# Coyote's



## Davarm (Oct 22, 2011)

I have a question for you garden guru's.

Has anyone ever grown Coyote Squash? We get them in the grocery stores about this time each year and most of them have sprouted. It is my understanding that the whole squash should be planted or they will not grow.

The big question I have is what kind of plant will grow, are they a bushy like a zucchini or a vine like cucumbers? Do they need to climb on something or will they do ok on the ground? A big question is how heavy do the produce, will the four that I have that are sprouting be sufficient a family of 4 that likes them?

I read an article in one of my old issues of "Mother Earth News" about someone that grew them but I cant find it. I had a water leak a few years ago and some of he magazines were ruined and I think that the article was in one of the ones that got wet.

I pickled some a few years ago and they make very good pickles. We make about 50 or more quarts of Dill, Polish and Sweet pickles each year and making some out of the Coyotes would add to the variety.


----------



## Tank_Girl (Dec 26, 2011)

Do you mean...

## Exercise tasks
**1.** Repeat everything in the Coyote Squash thread from "I pickled some" down to "to the variety.".
**2.** Answer these about the Coyote Squash thread:
(a) In which magazine did Davarm read an article about someone who grew them?
(b) How many of Davarm's squash are sprouting?
(c) What three kinds of pickles does Davarm's family make each year?

## Recorded data
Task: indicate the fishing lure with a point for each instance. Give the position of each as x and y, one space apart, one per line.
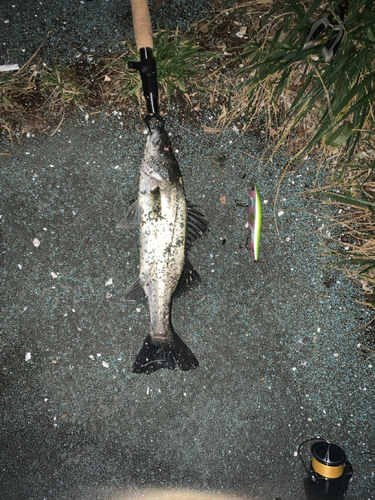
254 221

## Answers given
**1.**
I pickled some a few years ago and they make very good pickles. We make about 50 or more quarts of Dill, Polish and Sweet pickles each year and making some out of the Coyotes would add to the variety.

**2.**
(a) "Mother Earth News"
(b) Four
(c) Dill, Polish and Sweet